### PROBLEM
Continue the article on Wolf Lake, Illinois, picking up after its last sentence.

### READING TEXT

- Wolf Lake, Illinois Location within Illinois
- Coordinates: 37°30′15″N 89°26′18″W﻿ / ﻿37.50417°N 89.43833°W
- Country: United States
- State: Illinois
- County: Union
- Elevation: 354 ft (108 m)
- Time zone: UTC-6 (Central (CST))
- • Summer (DST): UTC-5 (CDT)
- ZIP code: 62998
- Area code: 618
- GNIS feature ID: 421392

= Wolf Lake, Illinois =

Wolf Lake is an unincorporated community in Union County, Illinois, United States. The community is located on Illinois Route 3 between the Big Muddy River to the north and Ware to the south. It is about 3 mi east of the Mississippi River. The nearest incorporated city to Wolf Lake is Jonesboro, which is about 10 mi southeast. Cape Girardeau, Missouri is about 10 mi to the south-southwest. Total population for Wolf Lake's ZIP code (62998) was 357 in 2020.

==Background==
Wolf Lake is located in the rural, predominantly agricultural floodplain of the Mississippi River. The Big Five Levee System, an earthen embankment with an average height of 14 ft, reduces the risk of flooding from the Mississippi River and tributaries. The Union Pacific Railroad and Illinois Route 3 run in parallel through the community. The community of Wolf Lake is south-southwest of the waterbody of the same name. The Shawnee National Forest is located east of the community and the lake. On top of part of the bluff that overlooks Wolf Lake is a federally designated Research Natural Area and National Natural Landmark, LaRue-Pine Hills Ecological Area.

Point-per-instance localization data:

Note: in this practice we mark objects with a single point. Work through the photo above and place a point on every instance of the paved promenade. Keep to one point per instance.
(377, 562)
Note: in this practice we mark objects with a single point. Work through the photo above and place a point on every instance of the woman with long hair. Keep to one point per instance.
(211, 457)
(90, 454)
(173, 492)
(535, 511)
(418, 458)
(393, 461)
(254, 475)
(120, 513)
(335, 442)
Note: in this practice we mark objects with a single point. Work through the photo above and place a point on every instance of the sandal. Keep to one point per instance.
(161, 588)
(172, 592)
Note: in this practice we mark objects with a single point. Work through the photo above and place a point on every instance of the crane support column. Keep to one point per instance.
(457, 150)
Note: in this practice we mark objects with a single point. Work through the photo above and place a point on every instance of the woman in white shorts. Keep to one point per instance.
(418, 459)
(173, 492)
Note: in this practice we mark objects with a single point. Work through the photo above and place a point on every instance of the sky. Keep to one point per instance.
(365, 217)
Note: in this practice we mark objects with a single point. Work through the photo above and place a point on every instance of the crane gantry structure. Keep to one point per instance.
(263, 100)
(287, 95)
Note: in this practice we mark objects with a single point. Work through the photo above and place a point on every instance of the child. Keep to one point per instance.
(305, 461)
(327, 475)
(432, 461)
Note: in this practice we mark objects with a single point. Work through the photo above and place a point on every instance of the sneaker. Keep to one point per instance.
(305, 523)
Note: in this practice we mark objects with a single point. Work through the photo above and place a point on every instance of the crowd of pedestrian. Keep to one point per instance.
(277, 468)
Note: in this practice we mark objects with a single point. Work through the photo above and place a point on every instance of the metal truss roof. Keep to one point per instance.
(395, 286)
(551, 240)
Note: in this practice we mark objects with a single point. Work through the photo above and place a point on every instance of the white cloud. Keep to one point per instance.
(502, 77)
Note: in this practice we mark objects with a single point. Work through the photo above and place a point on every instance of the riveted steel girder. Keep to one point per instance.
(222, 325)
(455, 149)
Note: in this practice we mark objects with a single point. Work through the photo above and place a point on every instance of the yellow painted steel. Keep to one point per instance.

### ANSWER FOR THE TASK
== Economy ==
Wolf Lake's economy is predominantly agricultural, driven by the production of soybeans and corn on alluvial soil types classified as prime farmland. Major non-agricultural employers in the area include explosives manufacturer Dyno-Nobel (formerly Trojan Powder Company and Ensign-Bickford Company) and Shawnee Community School District #84.

==Education==
- Shawnee Community School District #84 has one school in Wolf Lake serving pre-kindergarten through 12th grade students from Wolf Lake and nearby communities of Grand Tower, Ware, McClure and East Cape Girardeau.